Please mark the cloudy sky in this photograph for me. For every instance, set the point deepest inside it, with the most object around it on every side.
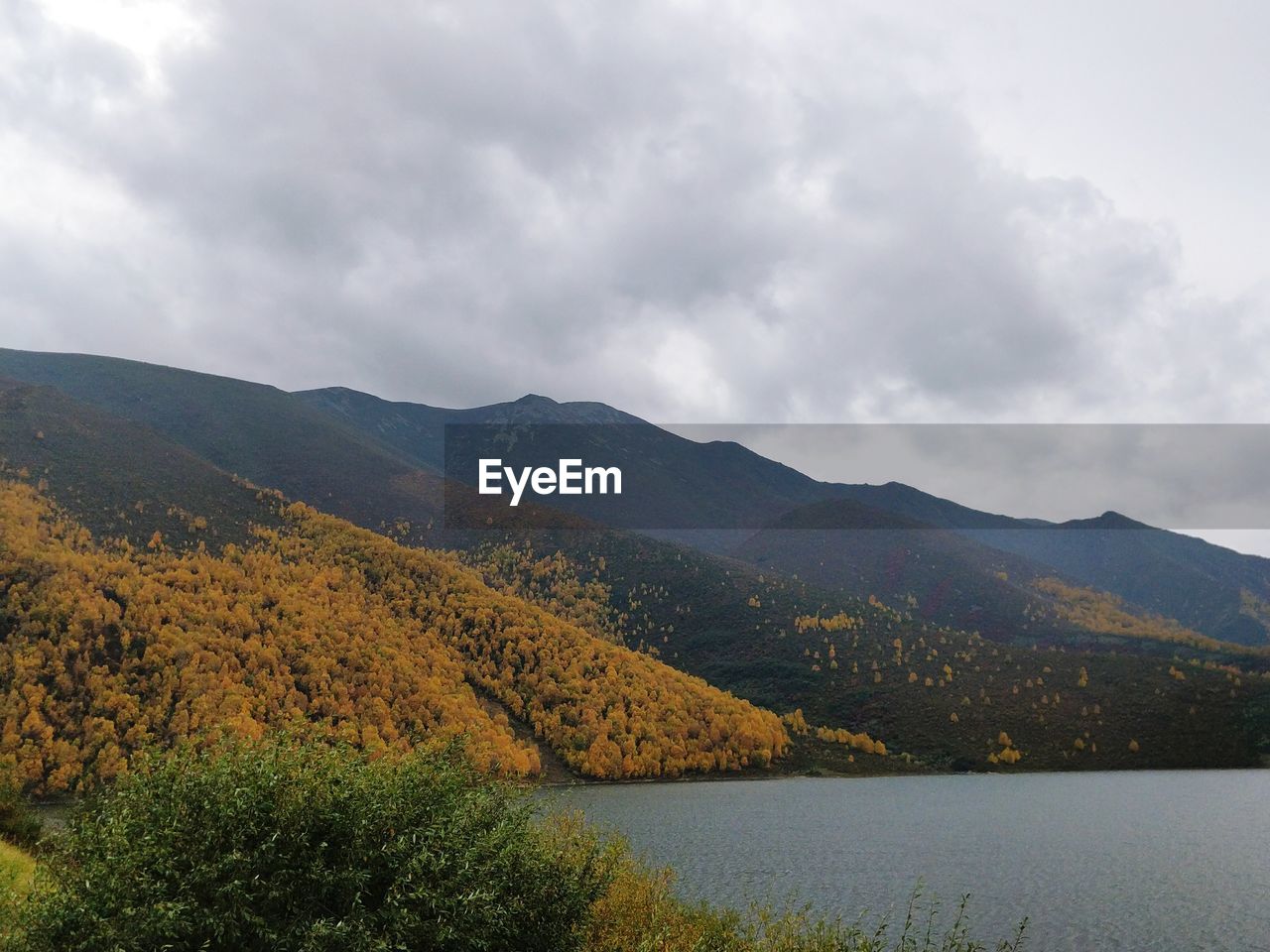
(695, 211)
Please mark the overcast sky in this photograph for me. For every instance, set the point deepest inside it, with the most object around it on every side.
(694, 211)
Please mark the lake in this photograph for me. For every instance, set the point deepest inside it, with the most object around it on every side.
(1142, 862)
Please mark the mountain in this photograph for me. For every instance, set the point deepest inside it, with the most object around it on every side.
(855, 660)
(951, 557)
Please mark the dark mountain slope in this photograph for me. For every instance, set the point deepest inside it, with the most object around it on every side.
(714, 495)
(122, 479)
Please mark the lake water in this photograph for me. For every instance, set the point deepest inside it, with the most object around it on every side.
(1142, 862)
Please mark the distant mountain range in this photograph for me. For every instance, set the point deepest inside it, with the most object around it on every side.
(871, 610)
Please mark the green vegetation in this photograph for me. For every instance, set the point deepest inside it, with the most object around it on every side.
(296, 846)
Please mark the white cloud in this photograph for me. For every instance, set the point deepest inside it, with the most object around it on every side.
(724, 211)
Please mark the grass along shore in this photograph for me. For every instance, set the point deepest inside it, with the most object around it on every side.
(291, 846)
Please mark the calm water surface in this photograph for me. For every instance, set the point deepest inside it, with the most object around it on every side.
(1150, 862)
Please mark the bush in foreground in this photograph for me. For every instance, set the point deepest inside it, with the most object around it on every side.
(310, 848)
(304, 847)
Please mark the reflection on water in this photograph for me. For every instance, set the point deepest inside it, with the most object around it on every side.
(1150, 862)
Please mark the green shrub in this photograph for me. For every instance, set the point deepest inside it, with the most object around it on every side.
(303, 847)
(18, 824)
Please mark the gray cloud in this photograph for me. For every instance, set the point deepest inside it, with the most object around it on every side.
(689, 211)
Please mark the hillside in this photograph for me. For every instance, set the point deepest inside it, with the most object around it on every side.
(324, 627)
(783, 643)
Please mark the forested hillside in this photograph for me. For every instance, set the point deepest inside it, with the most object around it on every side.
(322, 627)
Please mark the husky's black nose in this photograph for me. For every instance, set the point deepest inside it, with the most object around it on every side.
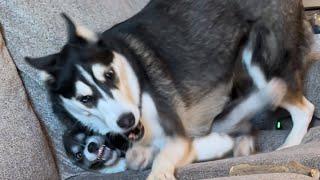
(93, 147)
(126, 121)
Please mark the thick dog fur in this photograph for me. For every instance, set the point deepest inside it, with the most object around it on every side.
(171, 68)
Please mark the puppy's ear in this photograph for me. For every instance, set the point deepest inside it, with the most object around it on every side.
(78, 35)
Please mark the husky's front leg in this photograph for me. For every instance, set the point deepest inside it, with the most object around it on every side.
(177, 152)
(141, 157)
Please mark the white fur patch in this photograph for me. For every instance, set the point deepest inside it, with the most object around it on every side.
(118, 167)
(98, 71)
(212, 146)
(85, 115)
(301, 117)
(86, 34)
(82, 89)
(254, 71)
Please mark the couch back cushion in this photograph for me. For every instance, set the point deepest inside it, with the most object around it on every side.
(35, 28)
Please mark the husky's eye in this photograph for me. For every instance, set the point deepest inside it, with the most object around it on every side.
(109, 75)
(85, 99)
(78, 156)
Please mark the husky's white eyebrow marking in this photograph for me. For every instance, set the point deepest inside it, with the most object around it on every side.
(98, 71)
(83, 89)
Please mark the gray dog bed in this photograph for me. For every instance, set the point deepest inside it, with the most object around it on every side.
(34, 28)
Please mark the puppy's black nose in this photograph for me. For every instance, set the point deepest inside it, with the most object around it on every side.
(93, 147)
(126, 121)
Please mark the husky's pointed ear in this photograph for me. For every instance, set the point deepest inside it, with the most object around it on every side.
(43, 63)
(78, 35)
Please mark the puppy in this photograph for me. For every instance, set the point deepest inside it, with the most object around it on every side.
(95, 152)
---
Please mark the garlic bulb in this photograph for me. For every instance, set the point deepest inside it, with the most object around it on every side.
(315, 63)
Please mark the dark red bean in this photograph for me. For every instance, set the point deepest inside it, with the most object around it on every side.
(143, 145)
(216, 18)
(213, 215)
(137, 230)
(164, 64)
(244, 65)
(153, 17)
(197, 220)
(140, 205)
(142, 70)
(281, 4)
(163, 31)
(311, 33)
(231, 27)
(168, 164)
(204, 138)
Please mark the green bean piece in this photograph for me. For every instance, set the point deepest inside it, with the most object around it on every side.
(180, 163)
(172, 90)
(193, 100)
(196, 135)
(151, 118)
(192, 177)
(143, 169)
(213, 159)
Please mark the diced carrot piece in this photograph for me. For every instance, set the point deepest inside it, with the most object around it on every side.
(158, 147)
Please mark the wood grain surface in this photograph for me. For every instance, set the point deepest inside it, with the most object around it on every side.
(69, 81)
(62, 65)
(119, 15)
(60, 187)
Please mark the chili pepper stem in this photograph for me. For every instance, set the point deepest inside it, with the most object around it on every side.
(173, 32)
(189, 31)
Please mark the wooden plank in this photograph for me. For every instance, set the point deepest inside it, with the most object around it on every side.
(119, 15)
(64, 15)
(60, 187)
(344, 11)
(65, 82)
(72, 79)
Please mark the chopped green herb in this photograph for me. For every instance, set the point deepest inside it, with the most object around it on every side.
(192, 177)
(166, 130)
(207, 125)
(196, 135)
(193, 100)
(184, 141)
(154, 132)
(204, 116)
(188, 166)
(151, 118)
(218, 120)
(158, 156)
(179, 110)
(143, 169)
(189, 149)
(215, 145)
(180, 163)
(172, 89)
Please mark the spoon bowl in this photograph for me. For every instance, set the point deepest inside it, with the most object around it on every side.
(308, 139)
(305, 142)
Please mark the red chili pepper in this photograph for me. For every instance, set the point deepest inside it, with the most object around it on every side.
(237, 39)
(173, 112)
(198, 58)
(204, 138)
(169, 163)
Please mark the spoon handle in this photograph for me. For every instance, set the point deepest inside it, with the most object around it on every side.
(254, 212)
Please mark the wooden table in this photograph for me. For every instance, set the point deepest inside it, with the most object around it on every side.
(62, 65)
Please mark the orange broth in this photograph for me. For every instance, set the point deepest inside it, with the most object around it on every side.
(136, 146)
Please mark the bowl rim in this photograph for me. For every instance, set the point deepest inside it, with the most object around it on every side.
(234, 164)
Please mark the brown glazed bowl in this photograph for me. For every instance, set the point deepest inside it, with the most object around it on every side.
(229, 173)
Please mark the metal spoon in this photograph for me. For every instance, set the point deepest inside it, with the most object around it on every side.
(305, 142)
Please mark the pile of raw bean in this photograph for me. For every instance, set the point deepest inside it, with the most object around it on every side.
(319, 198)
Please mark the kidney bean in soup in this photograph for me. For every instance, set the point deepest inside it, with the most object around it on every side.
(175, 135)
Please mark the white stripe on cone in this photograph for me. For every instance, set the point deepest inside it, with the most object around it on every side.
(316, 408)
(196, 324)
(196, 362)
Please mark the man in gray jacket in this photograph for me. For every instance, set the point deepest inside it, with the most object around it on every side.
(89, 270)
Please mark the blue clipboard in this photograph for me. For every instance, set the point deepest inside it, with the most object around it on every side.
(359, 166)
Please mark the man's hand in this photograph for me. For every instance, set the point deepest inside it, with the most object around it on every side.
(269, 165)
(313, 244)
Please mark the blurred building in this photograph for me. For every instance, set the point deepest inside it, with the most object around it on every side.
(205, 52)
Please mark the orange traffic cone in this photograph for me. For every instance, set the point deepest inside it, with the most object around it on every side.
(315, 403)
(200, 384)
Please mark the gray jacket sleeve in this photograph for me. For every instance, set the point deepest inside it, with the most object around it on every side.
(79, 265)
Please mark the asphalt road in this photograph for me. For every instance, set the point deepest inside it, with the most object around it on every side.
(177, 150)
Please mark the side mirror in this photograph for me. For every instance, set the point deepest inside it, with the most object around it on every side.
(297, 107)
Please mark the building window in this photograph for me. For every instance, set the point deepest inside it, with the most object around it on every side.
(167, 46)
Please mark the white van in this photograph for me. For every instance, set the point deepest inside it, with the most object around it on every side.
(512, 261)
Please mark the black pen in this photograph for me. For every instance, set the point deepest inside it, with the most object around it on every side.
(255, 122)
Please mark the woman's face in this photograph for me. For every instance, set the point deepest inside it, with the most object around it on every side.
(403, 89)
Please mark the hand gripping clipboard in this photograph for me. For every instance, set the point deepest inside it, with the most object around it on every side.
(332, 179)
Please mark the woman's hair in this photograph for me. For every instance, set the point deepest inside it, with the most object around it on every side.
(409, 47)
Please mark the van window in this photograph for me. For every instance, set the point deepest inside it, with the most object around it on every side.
---
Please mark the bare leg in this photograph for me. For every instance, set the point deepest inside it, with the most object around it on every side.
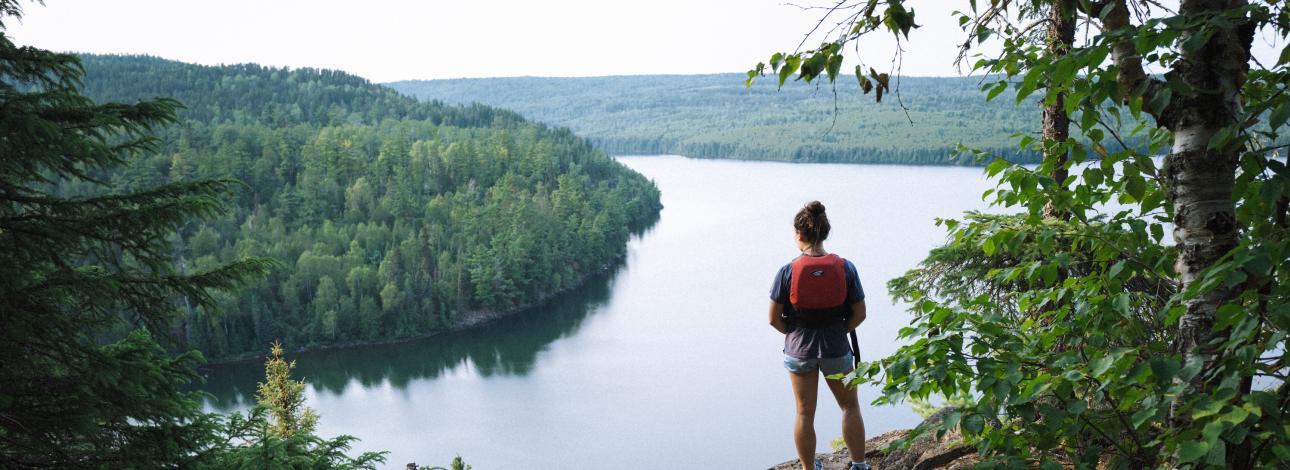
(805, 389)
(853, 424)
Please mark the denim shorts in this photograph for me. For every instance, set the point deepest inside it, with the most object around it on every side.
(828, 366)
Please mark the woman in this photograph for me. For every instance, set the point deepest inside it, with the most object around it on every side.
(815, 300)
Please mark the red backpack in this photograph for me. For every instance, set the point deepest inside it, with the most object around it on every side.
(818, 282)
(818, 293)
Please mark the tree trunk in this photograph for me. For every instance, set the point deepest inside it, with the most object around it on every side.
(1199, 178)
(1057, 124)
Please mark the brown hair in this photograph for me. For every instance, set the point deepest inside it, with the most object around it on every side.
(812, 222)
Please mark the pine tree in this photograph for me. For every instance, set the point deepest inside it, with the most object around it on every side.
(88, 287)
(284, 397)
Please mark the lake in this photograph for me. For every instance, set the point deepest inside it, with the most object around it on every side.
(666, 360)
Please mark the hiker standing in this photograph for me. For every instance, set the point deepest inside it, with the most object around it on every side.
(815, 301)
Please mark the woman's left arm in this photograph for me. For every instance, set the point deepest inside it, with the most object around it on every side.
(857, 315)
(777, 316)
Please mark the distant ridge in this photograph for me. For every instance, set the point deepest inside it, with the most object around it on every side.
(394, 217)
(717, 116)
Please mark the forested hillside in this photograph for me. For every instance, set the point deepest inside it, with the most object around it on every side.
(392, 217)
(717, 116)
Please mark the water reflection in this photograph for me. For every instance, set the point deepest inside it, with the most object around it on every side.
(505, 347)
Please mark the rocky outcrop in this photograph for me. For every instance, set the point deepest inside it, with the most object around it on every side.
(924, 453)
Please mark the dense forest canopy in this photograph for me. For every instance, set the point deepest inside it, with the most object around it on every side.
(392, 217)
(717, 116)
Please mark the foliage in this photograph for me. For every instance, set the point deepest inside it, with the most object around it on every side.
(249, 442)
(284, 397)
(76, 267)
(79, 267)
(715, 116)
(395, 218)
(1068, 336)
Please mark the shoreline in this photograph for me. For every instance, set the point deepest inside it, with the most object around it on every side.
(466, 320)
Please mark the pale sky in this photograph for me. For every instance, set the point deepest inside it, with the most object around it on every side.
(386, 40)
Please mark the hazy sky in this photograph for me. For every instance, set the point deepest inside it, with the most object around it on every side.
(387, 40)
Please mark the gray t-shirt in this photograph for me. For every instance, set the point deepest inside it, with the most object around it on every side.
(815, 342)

Challenge: Can you rewrite everything from "Please mark the woman's face" down to "Please mark the van", swapping "woman's" for "person's" and leaving every other word unchanged?

Solution for this exercise:
Please mark the person's face in this photograph for me. For every instance, set the point deepest inside it, with the most object around it on every side.
(403, 89)
Please mark the hand gripping clipboard in this photograph for me. For every instance, set the point deepest inside it, with the most object around it on every side.
(332, 179)
Please mark the person's hair in this photograph for me. For every instance, set the point deepest inside it, with the most object around it on every side.
(409, 47)
Please mark the van window in this photograph for me. For every instance, set the point deepest inside it, with the most object around it on every side.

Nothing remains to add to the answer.